**Fragment dokumentu**
Monday, July 31, 2017

U Jana i Kazimierza

Pierwotnie planowaliśmy nieco inną trasę, w zamiarach była Żelazowa Wola i zamek w Sochaczewie, a potem Czarnolas i powrót do domu. Jednak każde jedno liczenie odległości do przebycia, czy to na mapie, czy nawigacją lub zgoła googlemapami wskazywało nam dystans zgoła zniechęcający.  Owszem do Frycka chętnie, do Sochaczewa także ale z noclegiem, padło więc że jedziemy tylko do Czarnolasu. No ale że z Czarnolasu do Kazimierza blisko... No jak tu nie wpaść do jednego z najurokliwszych zakątków Europy?

W samochód wsiadamy na drugi dzień po przejściu przeze mnie Wielkiej Pętli Ryterskiej.  Rano schodząc po schodach dotkliwie apelują do mnie kolana, ale reszta jest OK. Zwłaszcza głowa - wywietrzona, spokojna, gotowa do akcji. Kolanami wszak w samochodzie się nie pracuje, więc spokojnie mogę ich apele zignorować, zresztą po kilku łykach kawy milkną na dobre.

**Fragment danych**
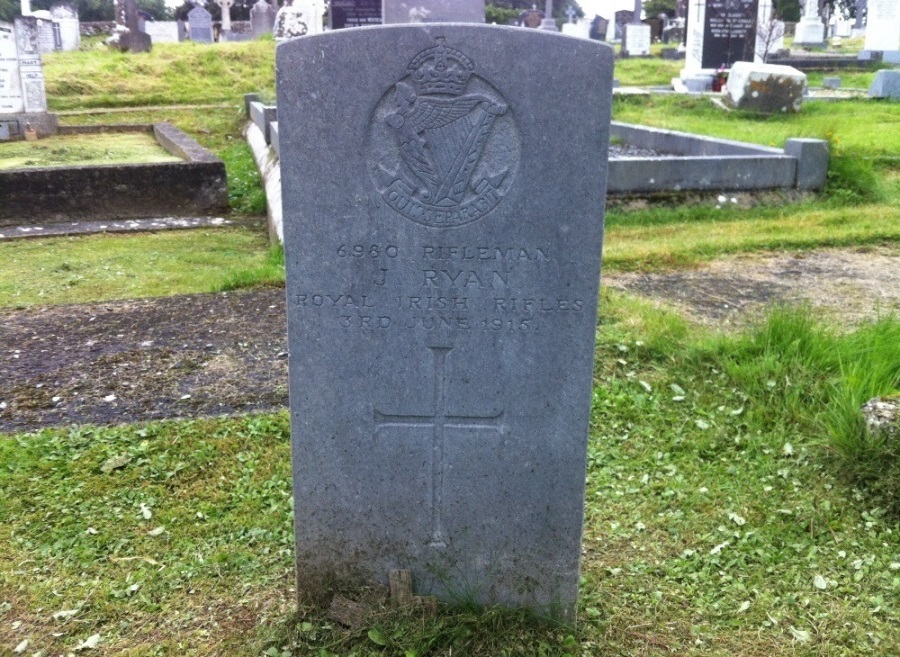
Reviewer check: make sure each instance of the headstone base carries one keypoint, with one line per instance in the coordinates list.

**Zadanie pisemne 1**
Oceń, czy poniższe zdania zgadzają się z fragmentem dokumentu. Przy każdym odpowiedz „tak” lub „nie” i przytocz dosłownie rozstrzygające słowa tekstu: (a) Pierwotny plan obejmował Żelazową Wolę i zamek w Sochaczewie. (b) Wyjazd samochodem nastąpił tego samego dnia, w którym przebyto Wielką Pętlę Ryterską. (c) Apele kolan cichną po kilku łykach kawy.
**Zadanie pisemne 2**
Zacytuj dokładnie fragment dokumentu. Zacznij od słów „Pierwotnie planowaliśmy nieco”, a zakończ po słowach „najurokliwszych zakątków Europy?”.

**Pełna odpowiedź 1**
(a) Tak: „w zamiarach była Żelazowa Wola i zamek w Sochaczewie”.
(b) Nie: „W samochód wsiadamy na drugi dzień po przejściu przeze mnie Wielkiej Pętli Ryterskiej”.
(c) Tak: „po kilku łykach kawy milkną na dobre”.

**Pełna odpowiedź 2**
Pierwotnie planowaliśmy nieco inną trasę, w zamiarach była Żelazowa Wola i zamek w Sochaczewie, a potem Czarnolas i powrót do domu. Jednak każde jedno liczenie odległości do przebycia, czy to na mapie, czy nawigacją lub zgoła googlemapami wskazywało nam dystans zgoła zniechęcający.  Owszem do Frycka chętnie, do Sochaczewa także ale z noclegiem, padło więc że jedziemy tylko do Czarnolasu. No ale że z Czarnolasu do Kazimierza blisko... No jak tu nie wpaść do jednego z najurokliwszych zakątków Europy?